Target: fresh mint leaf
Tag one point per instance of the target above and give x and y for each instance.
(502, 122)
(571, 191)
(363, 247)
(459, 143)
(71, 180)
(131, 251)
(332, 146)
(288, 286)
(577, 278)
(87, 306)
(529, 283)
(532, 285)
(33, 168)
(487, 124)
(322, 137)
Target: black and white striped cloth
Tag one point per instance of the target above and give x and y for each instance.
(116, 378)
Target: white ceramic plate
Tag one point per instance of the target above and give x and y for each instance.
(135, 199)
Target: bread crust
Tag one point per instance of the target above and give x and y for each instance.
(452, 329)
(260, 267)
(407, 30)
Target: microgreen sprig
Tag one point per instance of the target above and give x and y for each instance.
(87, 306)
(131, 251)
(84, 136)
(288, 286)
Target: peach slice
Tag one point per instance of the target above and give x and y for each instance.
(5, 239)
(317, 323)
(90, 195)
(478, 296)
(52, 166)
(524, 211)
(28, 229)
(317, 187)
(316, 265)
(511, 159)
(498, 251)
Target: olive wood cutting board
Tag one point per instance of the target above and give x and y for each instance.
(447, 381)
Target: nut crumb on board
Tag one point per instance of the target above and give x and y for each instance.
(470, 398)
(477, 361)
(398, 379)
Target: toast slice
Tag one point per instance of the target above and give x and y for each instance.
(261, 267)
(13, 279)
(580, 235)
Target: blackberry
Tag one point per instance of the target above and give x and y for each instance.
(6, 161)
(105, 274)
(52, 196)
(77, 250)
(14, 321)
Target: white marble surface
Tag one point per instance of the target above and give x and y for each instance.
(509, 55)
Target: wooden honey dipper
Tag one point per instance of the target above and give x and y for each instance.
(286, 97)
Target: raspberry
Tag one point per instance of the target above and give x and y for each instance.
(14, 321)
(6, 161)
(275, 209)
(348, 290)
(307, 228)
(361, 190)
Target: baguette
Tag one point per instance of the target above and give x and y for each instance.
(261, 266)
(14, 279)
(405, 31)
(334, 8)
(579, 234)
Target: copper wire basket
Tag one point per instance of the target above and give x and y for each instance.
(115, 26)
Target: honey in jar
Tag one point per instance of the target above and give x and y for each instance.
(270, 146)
=-=-=-=-=
• WORK REQUEST:
Go through the material above and report each line containing "board".

• FINISHED EXERCISE:
Target: olive wood cutting board
Target: nut crumb on board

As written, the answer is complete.